***** SUPPLIED MATERIAL
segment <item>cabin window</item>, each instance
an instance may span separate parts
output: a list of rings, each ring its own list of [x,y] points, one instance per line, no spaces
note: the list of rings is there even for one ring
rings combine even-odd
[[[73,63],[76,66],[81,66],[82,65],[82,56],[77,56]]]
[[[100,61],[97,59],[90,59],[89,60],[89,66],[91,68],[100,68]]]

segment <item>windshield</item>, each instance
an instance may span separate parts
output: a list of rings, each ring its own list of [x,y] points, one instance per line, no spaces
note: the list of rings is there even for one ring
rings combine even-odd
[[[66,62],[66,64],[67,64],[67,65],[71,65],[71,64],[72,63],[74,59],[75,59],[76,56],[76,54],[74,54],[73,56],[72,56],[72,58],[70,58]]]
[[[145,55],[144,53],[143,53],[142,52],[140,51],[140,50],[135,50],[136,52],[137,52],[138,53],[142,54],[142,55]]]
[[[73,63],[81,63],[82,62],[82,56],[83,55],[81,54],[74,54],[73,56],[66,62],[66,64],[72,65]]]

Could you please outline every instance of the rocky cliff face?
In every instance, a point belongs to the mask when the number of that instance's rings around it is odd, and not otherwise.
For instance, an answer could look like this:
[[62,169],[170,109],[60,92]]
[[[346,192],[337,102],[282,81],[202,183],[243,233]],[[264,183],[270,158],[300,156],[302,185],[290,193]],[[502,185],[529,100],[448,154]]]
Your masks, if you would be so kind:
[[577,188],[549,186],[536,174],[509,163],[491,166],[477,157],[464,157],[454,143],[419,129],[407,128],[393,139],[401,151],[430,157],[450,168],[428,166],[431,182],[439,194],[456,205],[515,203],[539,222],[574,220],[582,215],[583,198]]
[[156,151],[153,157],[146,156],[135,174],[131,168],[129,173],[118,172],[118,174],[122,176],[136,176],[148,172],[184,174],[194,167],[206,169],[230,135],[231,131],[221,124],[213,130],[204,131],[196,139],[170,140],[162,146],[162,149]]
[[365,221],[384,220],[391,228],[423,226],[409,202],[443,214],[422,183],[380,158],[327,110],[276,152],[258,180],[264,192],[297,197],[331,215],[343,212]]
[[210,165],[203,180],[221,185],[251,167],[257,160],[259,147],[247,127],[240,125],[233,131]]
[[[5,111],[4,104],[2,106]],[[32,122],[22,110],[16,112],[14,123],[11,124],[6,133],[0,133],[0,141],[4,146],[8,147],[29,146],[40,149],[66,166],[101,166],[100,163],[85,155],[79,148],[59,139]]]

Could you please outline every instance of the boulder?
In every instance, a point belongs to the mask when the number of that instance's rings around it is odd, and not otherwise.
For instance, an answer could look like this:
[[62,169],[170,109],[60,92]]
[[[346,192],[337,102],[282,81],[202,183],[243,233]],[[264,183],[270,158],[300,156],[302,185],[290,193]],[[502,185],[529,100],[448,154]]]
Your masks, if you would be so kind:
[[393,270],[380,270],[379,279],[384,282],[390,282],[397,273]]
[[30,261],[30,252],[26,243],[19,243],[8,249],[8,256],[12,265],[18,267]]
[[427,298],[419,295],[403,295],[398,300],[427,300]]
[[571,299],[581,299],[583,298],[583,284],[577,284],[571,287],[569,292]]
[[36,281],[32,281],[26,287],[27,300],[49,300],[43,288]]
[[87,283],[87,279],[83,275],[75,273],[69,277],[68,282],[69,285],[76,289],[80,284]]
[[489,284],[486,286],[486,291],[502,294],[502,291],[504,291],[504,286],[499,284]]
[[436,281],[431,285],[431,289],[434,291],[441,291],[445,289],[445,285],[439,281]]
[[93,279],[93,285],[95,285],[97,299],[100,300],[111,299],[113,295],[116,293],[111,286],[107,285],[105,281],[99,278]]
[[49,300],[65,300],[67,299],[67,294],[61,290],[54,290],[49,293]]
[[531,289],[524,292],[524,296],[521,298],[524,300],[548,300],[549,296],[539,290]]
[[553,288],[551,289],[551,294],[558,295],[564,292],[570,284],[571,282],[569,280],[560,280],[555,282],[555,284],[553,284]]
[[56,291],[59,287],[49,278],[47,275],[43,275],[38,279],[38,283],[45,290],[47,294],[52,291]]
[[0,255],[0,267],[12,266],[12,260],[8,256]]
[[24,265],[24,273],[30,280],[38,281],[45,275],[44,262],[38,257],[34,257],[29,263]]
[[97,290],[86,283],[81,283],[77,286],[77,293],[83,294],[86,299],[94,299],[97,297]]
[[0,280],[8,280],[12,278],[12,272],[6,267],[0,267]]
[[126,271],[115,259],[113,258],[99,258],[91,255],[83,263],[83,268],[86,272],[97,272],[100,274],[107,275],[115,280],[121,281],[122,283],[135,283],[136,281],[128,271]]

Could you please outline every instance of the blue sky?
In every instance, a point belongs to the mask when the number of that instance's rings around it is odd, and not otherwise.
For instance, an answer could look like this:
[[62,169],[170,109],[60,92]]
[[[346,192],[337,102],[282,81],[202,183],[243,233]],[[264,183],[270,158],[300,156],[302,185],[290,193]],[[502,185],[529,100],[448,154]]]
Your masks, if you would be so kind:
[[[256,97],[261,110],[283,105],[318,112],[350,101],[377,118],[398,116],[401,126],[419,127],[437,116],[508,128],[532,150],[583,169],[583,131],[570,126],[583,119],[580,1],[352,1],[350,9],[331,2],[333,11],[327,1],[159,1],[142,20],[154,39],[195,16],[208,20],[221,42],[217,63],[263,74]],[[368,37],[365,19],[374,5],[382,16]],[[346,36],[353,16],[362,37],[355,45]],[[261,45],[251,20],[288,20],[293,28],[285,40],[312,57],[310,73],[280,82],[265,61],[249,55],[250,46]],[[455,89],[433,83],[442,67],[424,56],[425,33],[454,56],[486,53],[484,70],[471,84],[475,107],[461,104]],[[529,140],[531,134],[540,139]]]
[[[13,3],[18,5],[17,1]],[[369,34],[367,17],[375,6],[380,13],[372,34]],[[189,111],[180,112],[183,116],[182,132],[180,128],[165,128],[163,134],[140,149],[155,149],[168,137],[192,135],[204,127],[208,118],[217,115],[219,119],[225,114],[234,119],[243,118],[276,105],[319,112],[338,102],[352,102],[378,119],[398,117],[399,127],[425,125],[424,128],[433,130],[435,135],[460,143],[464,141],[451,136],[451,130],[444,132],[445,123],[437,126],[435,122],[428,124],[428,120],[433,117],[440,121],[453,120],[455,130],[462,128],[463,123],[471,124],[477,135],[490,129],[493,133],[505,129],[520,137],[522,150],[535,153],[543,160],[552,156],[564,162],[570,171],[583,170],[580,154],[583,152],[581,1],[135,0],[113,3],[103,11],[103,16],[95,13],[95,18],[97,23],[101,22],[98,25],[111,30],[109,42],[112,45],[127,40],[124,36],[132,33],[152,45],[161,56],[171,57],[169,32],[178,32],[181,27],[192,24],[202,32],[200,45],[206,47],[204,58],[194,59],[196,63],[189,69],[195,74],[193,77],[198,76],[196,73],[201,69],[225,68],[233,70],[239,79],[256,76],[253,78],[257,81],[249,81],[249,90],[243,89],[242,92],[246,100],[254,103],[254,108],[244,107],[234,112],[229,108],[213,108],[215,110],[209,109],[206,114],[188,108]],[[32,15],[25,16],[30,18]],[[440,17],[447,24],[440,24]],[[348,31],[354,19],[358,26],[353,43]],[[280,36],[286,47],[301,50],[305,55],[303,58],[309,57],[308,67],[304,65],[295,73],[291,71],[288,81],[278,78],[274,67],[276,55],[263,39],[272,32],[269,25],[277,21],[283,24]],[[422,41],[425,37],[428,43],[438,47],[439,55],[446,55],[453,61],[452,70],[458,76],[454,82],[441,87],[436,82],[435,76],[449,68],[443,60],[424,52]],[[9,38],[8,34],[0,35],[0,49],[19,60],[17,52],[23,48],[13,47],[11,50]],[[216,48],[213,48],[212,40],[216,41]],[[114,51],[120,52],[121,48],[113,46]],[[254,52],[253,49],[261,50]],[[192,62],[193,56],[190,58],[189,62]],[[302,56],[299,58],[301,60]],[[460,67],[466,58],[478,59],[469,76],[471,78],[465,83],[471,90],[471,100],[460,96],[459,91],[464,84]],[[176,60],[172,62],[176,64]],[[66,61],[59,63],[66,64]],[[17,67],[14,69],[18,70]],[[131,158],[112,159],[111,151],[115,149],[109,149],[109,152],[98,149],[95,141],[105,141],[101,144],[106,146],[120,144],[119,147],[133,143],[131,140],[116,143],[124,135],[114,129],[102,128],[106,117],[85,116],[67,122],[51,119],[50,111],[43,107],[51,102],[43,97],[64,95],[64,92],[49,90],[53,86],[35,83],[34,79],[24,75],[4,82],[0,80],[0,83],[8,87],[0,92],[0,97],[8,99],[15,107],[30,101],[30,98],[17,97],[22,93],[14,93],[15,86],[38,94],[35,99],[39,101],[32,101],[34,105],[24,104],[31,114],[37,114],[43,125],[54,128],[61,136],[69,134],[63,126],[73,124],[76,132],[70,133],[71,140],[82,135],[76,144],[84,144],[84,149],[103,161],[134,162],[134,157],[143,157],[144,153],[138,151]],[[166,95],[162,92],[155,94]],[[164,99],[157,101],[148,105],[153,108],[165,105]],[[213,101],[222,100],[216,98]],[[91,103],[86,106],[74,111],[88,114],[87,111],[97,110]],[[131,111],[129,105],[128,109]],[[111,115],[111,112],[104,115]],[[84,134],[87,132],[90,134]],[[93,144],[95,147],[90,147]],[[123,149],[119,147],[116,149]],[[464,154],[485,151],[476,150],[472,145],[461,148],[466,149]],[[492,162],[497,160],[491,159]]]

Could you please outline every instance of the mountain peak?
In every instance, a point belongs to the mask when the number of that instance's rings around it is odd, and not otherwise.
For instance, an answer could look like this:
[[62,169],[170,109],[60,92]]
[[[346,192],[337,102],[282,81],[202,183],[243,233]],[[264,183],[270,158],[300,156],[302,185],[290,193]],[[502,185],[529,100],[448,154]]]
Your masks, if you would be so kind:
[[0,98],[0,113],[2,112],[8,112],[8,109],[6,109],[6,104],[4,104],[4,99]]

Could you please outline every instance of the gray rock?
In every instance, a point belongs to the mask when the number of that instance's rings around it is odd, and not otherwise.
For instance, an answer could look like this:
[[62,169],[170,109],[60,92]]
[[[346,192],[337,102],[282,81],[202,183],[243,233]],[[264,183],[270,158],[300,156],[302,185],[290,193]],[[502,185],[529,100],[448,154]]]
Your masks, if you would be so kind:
**********
_AIM OF THE EXERCISE_
Copy the material from its beginning through the line containing "[[[100,61],[97,59],[90,59],[89,60],[89,66],[91,68],[100,68]]]", including both of those lines and leaving the request lines unchanged. Offset every coordinate in the outline answers by adding 148.

_THE RESPONSE_
segment <item>cabin window</item>, each instance
an instance may span separate parts
output: a list of rings, each ring its own list of [x,y] points, one instance per line, no spaces
note: the list of rings is there even for one ring
rings combine even-odd
[[[221,211],[224,214],[229,214],[230,213],[230,204],[225,204]]]
[[[248,209],[245,207],[238,207],[237,208],[237,214],[239,216],[248,216]]]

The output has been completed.